━━━━━ Data to process ━━━━━

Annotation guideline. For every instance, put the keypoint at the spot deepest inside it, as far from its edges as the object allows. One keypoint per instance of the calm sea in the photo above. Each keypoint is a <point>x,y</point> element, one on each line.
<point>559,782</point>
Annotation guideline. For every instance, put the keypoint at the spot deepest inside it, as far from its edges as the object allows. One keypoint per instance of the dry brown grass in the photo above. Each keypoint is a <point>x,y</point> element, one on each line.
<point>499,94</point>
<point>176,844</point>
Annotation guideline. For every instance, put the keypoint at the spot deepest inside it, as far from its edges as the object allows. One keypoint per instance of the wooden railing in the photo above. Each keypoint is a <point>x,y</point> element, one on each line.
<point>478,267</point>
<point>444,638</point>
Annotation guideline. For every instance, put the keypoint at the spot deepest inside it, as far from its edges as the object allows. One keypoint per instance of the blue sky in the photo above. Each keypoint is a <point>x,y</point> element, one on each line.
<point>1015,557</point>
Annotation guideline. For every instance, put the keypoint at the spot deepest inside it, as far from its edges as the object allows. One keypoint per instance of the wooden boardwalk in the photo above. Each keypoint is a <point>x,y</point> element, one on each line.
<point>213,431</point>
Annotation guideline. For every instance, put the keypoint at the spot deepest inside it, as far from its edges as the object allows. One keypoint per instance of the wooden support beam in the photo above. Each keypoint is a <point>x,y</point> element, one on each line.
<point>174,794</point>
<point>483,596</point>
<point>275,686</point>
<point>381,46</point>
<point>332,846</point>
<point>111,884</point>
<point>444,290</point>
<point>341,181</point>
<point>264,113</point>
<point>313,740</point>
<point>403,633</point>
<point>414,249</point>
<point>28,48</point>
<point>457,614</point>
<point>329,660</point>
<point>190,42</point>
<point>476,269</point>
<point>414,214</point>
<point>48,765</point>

━━━━━

### Directions
The full listing above needs to be given again exactly.

### Completed task
Annotation guideline. For every instance, put the keypoint at the spot deepest inside it, as far from its edges as the object allows. One keypoint per instance of the calm sea in the photo above. Each keypoint is a <point>x,y</point> element, one on each line.
<point>559,782</point>
Annotation guideline. For every instance, put the keypoint at the spot deepest inside it, as far from its edges as the object allows. One keypoint per instance of the dry brown grass in the photo above. Each keypoint is a <point>x,y</point> element, one on each line.
<point>499,94</point>
<point>176,844</point>
Annotation guideline. For every instance, put the keypoint at the spot deepest inside it, as far from its edges as the object allows. One keypoint per instance of the wooden railing in the photo above. Each keypoint is a <point>x,y</point> element, one on each line.
<point>478,267</point>
<point>444,638</point>
Annotation guideline. For every instance, put the keypoint at the spot deepest inside it, as far from its edges as the object allows. One keypoint per instance of the blue sky in the photo above. Each keypoint is a <point>x,y</point> element, one on each line.
<point>1015,557</point>
Annotation guideline. For every instance, put the keypoint at the spot deepest inside it, as far from its edges as the object allows. One keypoint per instance of the wooden boardwalk in the photo above. Each keypoint is a <point>x,y</point> element, one on each line.
<point>213,431</point>
Annotation guideline. For every instance, put the keypoint at the spot deepest inside it, as far from its edges as the object allows. One keypoint per instance of the wooden support beam in the photo above. Each keypoint is a <point>x,y</point> element, one on each line.
<point>174,794</point>
<point>483,596</point>
<point>275,686</point>
<point>381,46</point>
<point>332,846</point>
<point>111,884</point>
<point>444,290</point>
<point>341,181</point>
<point>264,113</point>
<point>313,740</point>
<point>403,633</point>
<point>414,249</point>
<point>28,48</point>
<point>457,614</point>
<point>329,660</point>
<point>190,42</point>
<point>476,269</point>
<point>414,214</point>
<point>48,765</point>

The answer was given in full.